**Exercise directions**
Copy out the entire listing, keeping each line exactly as it is.

........

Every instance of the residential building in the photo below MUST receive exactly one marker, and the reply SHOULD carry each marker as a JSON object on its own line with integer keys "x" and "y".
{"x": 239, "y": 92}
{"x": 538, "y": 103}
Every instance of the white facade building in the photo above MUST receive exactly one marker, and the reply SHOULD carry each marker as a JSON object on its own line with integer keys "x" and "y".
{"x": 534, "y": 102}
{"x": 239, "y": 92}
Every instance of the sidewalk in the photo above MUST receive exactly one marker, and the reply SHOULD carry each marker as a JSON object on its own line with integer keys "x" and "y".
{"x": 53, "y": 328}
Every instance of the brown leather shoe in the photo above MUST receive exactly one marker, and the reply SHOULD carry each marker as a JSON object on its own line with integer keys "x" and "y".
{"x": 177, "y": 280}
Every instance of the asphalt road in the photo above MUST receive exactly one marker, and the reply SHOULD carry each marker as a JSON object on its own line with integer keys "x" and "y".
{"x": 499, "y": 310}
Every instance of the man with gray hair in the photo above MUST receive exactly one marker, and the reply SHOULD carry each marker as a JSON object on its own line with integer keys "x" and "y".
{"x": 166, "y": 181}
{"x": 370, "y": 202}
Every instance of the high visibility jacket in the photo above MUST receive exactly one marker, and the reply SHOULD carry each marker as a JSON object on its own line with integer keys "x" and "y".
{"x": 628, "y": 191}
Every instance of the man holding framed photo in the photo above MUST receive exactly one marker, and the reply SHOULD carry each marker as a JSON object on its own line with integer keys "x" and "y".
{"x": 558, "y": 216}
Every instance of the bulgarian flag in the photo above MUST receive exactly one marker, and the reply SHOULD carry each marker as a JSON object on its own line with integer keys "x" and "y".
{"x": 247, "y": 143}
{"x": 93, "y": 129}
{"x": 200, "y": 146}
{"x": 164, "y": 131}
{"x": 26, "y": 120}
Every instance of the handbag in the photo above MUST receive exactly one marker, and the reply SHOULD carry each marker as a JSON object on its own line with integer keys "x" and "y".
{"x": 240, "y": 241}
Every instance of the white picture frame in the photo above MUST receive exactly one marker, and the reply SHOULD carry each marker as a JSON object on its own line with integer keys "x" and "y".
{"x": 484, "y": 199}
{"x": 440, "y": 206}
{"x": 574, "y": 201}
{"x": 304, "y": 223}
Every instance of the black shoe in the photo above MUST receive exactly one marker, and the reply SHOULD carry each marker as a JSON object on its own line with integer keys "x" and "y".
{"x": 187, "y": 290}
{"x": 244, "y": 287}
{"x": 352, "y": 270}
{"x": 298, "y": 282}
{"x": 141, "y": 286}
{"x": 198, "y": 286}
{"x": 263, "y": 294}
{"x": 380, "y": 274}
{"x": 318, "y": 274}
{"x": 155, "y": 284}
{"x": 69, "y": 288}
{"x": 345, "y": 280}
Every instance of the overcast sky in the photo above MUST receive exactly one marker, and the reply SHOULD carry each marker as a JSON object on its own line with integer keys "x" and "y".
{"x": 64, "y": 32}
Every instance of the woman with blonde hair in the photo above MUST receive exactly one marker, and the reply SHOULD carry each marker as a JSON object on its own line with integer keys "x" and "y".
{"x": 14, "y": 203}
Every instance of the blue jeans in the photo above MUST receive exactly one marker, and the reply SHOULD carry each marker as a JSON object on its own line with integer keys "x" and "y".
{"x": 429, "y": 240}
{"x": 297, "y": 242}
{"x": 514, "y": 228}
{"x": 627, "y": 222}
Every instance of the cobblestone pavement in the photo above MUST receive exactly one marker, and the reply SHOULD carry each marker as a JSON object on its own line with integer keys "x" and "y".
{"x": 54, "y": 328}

........

**The completed task**
Every instance of the residential building in the photo below MUST receive exactly one marker, and the reply SHOULD carry each marker as a JSON object on its own line with integer keys "x" and "y".
{"x": 239, "y": 92}
{"x": 538, "y": 103}
Every instance of the white facade building in the photo above MUST receive exactly one marker, and the reply SHOULD carry each marker as a JSON object on its own line with integer keys "x" and "y".
{"x": 534, "y": 102}
{"x": 239, "y": 92}
Every instance of the sidewalk in the photo above MUST receive exactly one marker, and the reply SHOULD carry each marker as a JSON object on its own line with integer keys "x" and "y".
{"x": 53, "y": 328}
Every instance of the brown leather shoe in the photo above MUST receive exactly one marker, and the reply SHOULD carry each marker as a JSON object on its own line with integer keys "x" and "y".
{"x": 177, "y": 280}
Every instance of the asphalt road in the photo above MUST receive exactly one marker, and the reply SHOULD carry each marker as a JSON object on its own line with integer keys "x" and "y".
{"x": 499, "y": 310}
Every instance of the man with gray hair in the photo above MUST receive exactly one marker, and the reply SHOULD carry each marker as a JSON object on its own line with integer keys "x" and "y".
{"x": 166, "y": 181}
{"x": 370, "y": 202}
Every instance of the high visibility jacket in the photo above MUST receive exactly one marker, and the reply SHOULD carry each marker as a JSON object on its own line with integer keys "x" and "y".
{"x": 628, "y": 191}
Every instance of the man holding framed photo in the photo above MUST receive exactly one marker, and the reply SHOULD carry each marker as a JSON object on its own line with integer keys "x" and "y".
{"x": 558, "y": 216}
Every instance of the bulgarian flag in the photo above MUST receive exactly one marker, and the reply SHOULD carry each marker as a JSON object on its own line with integer keys "x" and "y".
{"x": 247, "y": 143}
{"x": 93, "y": 129}
{"x": 200, "y": 146}
{"x": 164, "y": 131}
{"x": 26, "y": 120}
Every instance of the handbag in the photo above MUST receive exactly one marker, and the reply SHOULD carry each marker as a JSON object on its own line with integer keys "x" and "y".
{"x": 240, "y": 241}
Every instance of the white picture frame in the photo above MUST receive exactly one marker, and the reply SHOULD carry each marker as a JSON object on its own line with integer keys "x" and "y".
{"x": 484, "y": 199}
{"x": 440, "y": 206}
{"x": 574, "y": 201}
{"x": 304, "y": 223}
Every instance of the black shoe in the photo above MUST receive exactly one marker, and the reply SHOULD carry each marker as a JSON object on its own line with integer keys "x" and "y".
{"x": 187, "y": 290}
{"x": 244, "y": 287}
{"x": 352, "y": 270}
{"x": 298, "y": 282}
{"x": 141, "y": 286}
{"x": 198, "y": 286}
{"x": 263, "y": 294}
{"x": 380, "y": 274}
{"x": 318, "y": 274}
{"x": 155, "y": 284}
{"x": 69, "y": 288}
{"x": 345, "y": 280}
Every instance of the overcast sky in the photo above MUST receive exactly one marker, and the reply SHOULD carry each marker as a JSON object on its own line with integer keys "x" and "y".
{"x": 64, "y": 32}
Every instance of the woman with blonde hair in the photo above MUST receive exactly one marker, and the reply SHOULD carry each marker as a JSON object on its own line with integer keys "x" and "y".
{"x": 14, "y": 203}
Every instance of the blue jeans in the photo above MUST receive exactly one marker, and the reply SHOULD carry each marker as a JSON object on its own line with integer keys "x" and "y".
{"x": 429, "y": 240}
{"x": 297, "y": 242}
{"x": 514, "y": 228}
{"x": 627, "y": 222}
Every instance of the cobblestone pavement in the photo above MUST receive exactly one marker, and the reply SHOULD carry each marker as a JSON object on its own line with integer keys "x" and "y".
{"x": 54, "y": 328}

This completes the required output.